> **Problem to work on**
Look below for the line that has "Where can the building". Set down the lines from there through the line that has "Where can the two-story", exactly as written.

> **Stored data**
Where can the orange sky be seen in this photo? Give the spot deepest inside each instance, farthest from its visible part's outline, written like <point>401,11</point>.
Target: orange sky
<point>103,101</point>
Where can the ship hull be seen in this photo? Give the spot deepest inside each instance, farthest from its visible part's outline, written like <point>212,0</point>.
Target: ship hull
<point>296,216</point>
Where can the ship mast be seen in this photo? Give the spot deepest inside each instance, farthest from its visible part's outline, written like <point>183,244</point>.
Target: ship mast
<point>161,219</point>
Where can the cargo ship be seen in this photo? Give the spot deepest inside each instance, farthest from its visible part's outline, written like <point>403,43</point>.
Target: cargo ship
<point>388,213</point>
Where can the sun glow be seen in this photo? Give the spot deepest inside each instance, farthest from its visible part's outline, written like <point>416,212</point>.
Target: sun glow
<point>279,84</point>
---
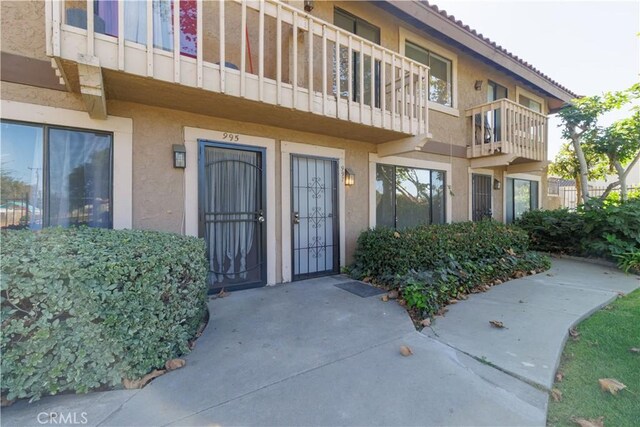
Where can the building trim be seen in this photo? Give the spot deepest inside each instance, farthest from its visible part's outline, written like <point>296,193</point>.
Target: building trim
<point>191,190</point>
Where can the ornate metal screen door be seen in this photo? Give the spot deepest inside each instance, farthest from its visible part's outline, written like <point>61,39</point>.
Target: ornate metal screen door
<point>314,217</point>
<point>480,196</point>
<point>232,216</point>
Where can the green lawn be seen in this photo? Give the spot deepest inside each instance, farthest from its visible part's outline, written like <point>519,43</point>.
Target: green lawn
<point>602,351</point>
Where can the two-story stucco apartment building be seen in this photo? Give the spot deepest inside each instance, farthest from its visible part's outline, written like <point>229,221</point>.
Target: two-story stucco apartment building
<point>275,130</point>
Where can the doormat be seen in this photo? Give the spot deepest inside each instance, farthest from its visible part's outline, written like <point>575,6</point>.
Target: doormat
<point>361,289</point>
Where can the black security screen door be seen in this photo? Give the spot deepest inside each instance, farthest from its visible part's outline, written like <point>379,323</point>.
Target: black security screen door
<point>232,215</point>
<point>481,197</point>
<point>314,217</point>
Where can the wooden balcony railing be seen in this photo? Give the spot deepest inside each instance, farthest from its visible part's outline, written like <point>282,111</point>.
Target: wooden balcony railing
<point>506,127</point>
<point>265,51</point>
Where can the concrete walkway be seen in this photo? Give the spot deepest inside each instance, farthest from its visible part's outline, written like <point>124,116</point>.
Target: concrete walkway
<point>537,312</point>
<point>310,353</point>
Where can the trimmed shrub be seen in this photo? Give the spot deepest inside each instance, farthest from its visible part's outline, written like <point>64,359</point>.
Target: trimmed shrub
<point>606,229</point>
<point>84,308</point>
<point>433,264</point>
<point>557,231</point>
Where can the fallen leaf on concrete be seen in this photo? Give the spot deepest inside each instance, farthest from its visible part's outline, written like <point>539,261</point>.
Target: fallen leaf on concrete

> **Answer for this exercise**
Where can the building trim be seen in this photo? Give the spot deepest inside each instance, farthest from its visible part's outline, written like <point>296,193</point>.
Target: building trim
<point>191,190</point>
Where can the ornate metal screen door be seen in this photo? Give the spot deepest inside each instance, farthest from its visible part's outline, written like <point>61,39</point>.
Target: ornate metal screen door
<point>314,217</point>
<point>480,196</point>
<point>232,216</point>
Where can the green lawn be seen in this photo? Give the spot deepest inside each instance, farthest from its visible part's outline, written like <point>519,43</point>.
Target: green lawn
<point>602,351</point>
Where can the two-story stucco apartment building be seen in this photo? Give the spot deepest inside each instance, farthest from its visible part's outline, written like <point>229,221</point>.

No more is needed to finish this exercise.